> Исходный текст:
Владимир Святой [3 е издание] - Алексей Карпов 14 стр.


И все же не одно желание искоренить христианскую веру двигало Владимиром. У него, несомненно, имелись свои личные причины для религиозного рвения. Вспомним еще раз, что он захватил Киев в результате братоубийства и клятвопреступления. Гибель брата - такого же князя, как он сам, - чудовищным клеймом ложилась на него. Владимир был лишь одним из Святославичей (причем прежде всего Святославичем и только потом Владимиром). И все те бедствия, которые преследовали "семя Святославово", самым непосредственным образом отражались на нем. Судьба, казалось, благоволила Владимиру по ходу войны с братом. Но итогом войны стала гибель брата - благо для Владимира-убийцы, Владимира-властолюбца и хищника престола, но трагедия для Святославова рода, для Владимира-князя. И не это ли значило, что рок отворачивался от него, что та сверхъестественная, магическая сила, которой он обладал как прирожденный князь, начинала покидать его?

> Условие задания:
Выпишите из отрывка о Владимире Святом все сочетания, в которых имя Владимира соединено дефисом с другим словом. Сохраните ту грамматическую форму, в которой они употреблены в отрывке.

> Предоставленный материал:
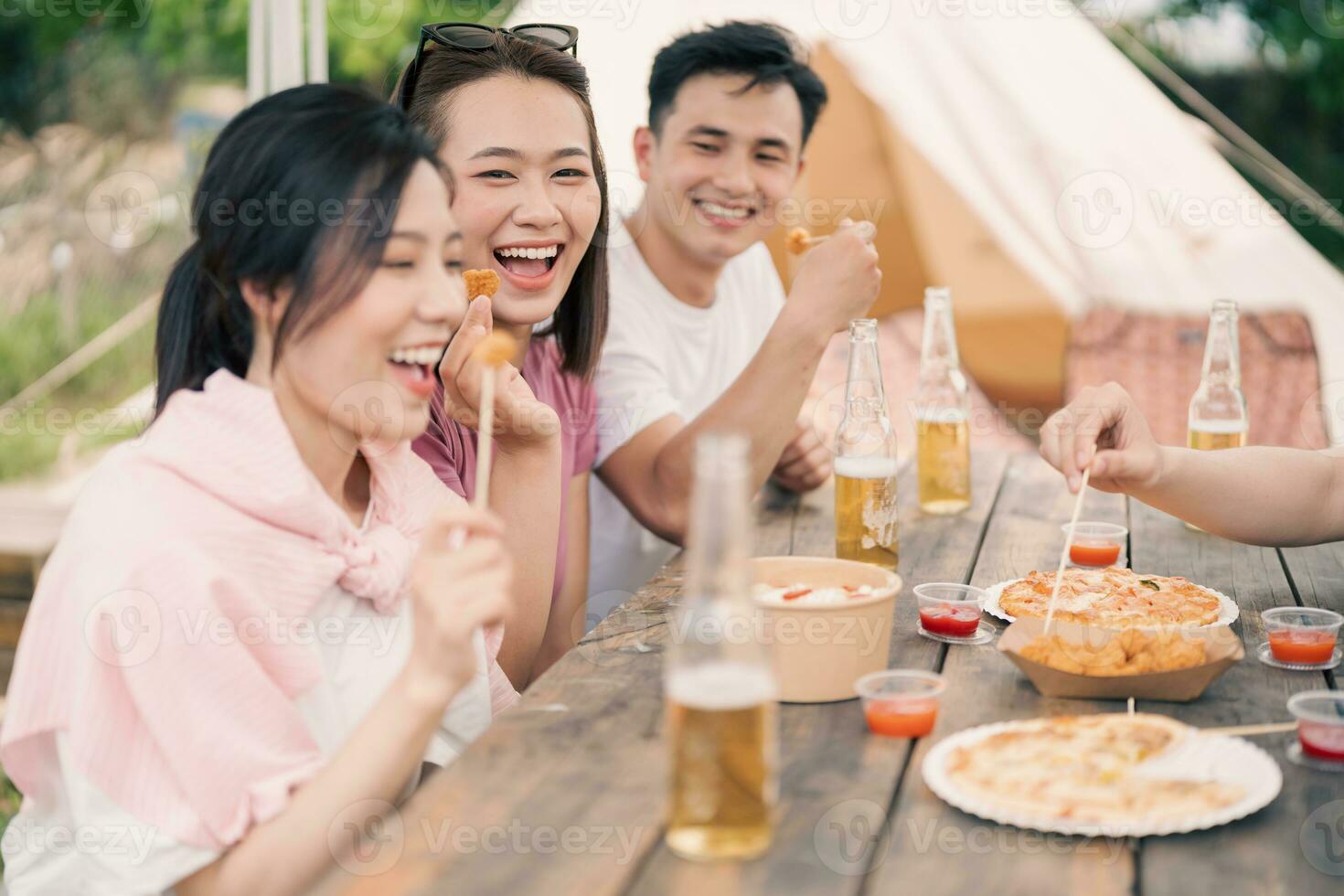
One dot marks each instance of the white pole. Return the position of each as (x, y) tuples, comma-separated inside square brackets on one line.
[(286, 46), (317, 42), (256, 50)]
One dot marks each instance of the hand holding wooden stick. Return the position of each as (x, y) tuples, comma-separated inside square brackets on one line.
[(798, 240), (1069, 543)]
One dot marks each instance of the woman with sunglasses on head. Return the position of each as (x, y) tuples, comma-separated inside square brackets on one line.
[(266, 614), (514, 121)]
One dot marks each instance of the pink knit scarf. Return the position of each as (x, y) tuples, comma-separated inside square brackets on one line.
[(212, 517)]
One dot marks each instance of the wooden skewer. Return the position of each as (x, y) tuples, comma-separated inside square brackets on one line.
[(800, 240), (1269, 729), (1069, 543), (494, 351)]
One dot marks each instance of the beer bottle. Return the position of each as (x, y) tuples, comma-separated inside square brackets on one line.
[(943, 412), (1218, 414), (866, 458), (720, 686)]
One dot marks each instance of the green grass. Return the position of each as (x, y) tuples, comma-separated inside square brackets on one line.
[(31, 344)]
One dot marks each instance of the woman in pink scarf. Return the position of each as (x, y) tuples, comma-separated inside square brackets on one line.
[(266, 613)]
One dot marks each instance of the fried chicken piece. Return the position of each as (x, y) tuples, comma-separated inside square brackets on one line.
[(481, 283)]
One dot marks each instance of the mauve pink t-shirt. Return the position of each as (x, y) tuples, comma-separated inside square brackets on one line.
[(451, 448)]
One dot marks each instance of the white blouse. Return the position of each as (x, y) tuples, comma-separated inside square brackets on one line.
[(70, 837)]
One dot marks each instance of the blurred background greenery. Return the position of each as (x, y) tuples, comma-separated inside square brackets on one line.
[(94, 88)]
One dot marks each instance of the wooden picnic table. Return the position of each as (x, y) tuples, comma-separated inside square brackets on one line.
[(566, 793)]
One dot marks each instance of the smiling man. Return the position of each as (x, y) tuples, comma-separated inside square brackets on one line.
[(702, 336)]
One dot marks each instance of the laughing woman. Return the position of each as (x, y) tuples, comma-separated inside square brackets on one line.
[(268, 610), (514, 121)]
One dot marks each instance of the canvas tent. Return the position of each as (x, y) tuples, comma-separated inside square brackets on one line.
[(1011, 154)]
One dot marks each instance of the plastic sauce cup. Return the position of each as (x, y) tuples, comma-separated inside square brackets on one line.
[(1097, 544), (1320, 723), (1304, 635), (951, 610), (901, 703)]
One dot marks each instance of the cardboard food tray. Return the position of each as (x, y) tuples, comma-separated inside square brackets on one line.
[(1221, 649)]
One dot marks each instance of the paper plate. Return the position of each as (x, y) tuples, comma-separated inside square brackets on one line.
[(1227, 610), (1201, 756)]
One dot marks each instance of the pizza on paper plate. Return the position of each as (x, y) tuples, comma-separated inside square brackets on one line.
[(1083, 769), (1113, 598)]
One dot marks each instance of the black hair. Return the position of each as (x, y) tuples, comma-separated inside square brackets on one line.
[(580, 320), (768, 53), (299, 191)]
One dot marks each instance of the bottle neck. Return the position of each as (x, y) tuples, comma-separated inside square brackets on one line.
[(938, 351), (718, 538), (863, 392), (1221, 352)]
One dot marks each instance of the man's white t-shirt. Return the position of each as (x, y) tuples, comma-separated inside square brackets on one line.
[(663, 357)]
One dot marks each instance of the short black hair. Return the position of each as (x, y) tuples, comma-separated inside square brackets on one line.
[(769, 53)]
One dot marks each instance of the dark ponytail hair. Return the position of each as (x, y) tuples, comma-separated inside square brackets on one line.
[(299, 192), (580, 321)]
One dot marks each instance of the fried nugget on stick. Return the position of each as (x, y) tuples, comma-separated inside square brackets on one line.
[(494, 352), (798, 240), (481, 283)]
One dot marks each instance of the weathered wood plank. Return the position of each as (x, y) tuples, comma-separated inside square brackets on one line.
[(1317, 574), (835, 779), (1260, 853), (934, 848), (581, 756)]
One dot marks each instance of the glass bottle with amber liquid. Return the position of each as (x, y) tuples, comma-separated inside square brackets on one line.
[(720, 687), (1218, 415), (866, 458), (943, 412)]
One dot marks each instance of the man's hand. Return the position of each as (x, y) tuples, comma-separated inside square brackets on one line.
[(805, 463), (839, 280)]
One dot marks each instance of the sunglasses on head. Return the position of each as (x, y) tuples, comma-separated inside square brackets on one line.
[(469, 35)]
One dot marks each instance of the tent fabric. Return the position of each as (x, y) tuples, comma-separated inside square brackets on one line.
[(1158, 360), (1077, 166)]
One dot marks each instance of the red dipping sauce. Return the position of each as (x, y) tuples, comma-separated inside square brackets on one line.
[(1321, 741), (1094, 555), (1301, 645), (906, 718), (951, 620)]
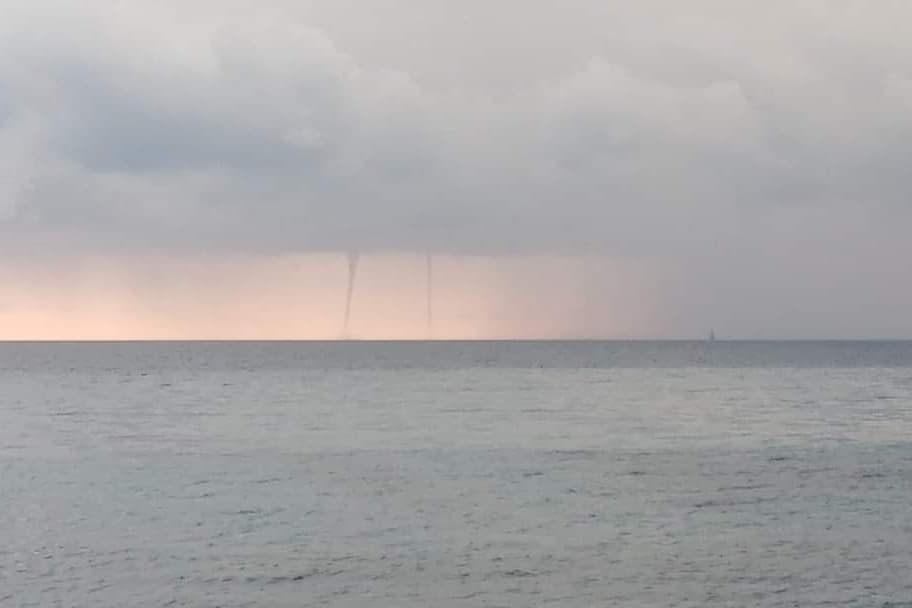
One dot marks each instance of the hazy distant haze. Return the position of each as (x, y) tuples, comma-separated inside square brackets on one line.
[(604, 168)]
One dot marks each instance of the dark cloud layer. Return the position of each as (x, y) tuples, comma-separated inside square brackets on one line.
[(661, 132)]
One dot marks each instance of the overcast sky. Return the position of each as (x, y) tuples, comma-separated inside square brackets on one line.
[(734, 163)]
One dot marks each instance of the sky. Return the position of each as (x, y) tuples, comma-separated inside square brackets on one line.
[(577, 169)]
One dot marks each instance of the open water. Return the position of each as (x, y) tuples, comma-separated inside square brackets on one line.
[(456, 474)]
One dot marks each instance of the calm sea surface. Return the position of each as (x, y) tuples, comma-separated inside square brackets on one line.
[(456, 474)]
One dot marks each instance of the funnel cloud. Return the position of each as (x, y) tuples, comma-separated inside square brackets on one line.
[(753, 155)]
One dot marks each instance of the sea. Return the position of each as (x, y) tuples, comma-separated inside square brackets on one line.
[(456, 474)]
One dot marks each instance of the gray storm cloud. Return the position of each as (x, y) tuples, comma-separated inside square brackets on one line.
[(427, 126)]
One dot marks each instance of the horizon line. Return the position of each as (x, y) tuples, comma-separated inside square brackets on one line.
[(717, 340)]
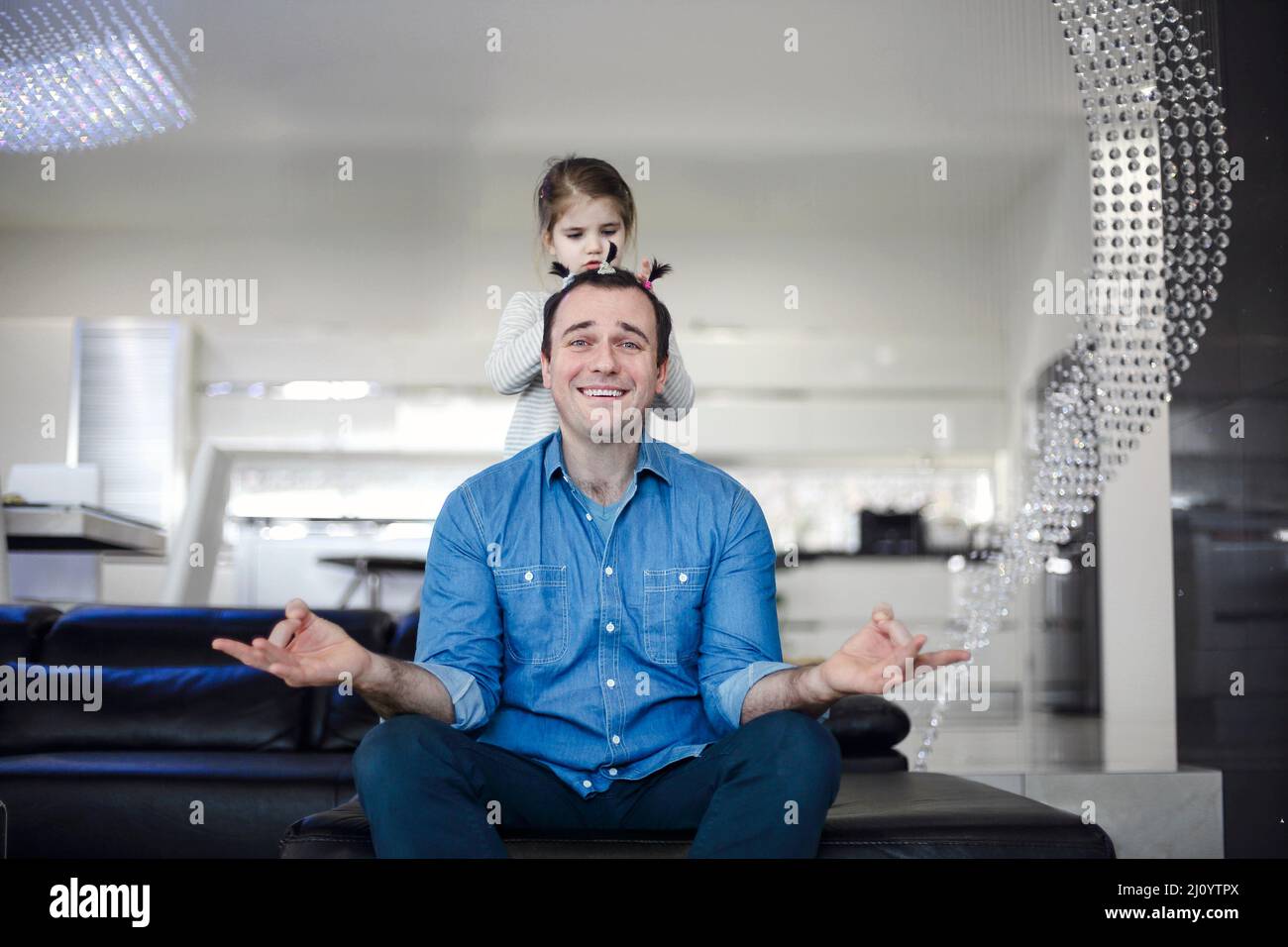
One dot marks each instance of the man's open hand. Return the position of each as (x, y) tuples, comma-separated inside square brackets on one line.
[(861, 665), (301, 650)]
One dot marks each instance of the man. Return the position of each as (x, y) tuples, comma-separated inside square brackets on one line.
[(597, 642)]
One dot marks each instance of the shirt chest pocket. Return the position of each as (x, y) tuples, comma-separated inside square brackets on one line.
[(673, 612), (535, 611)]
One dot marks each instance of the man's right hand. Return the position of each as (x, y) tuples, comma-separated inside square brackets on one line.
[(301, 650)]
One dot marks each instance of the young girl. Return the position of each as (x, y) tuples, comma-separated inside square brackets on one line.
[(583, 204)]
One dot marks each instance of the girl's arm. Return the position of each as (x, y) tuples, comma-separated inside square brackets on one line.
[(678, 389), (515, 357)]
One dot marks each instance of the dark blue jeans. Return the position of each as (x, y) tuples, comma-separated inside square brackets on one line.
[(761, 791)]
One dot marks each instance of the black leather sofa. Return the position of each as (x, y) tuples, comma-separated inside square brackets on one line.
[(196, 755)]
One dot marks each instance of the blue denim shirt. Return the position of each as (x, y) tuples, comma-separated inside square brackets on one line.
[(601, 660)]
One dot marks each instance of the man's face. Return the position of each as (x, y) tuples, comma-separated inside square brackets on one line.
[(603, 357)]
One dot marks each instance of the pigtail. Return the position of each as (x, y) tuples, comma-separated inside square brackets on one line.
[(658, 270)]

> Решение задания:
Владимира-убийцы, Владимира-властолюбца, Владимира-князя.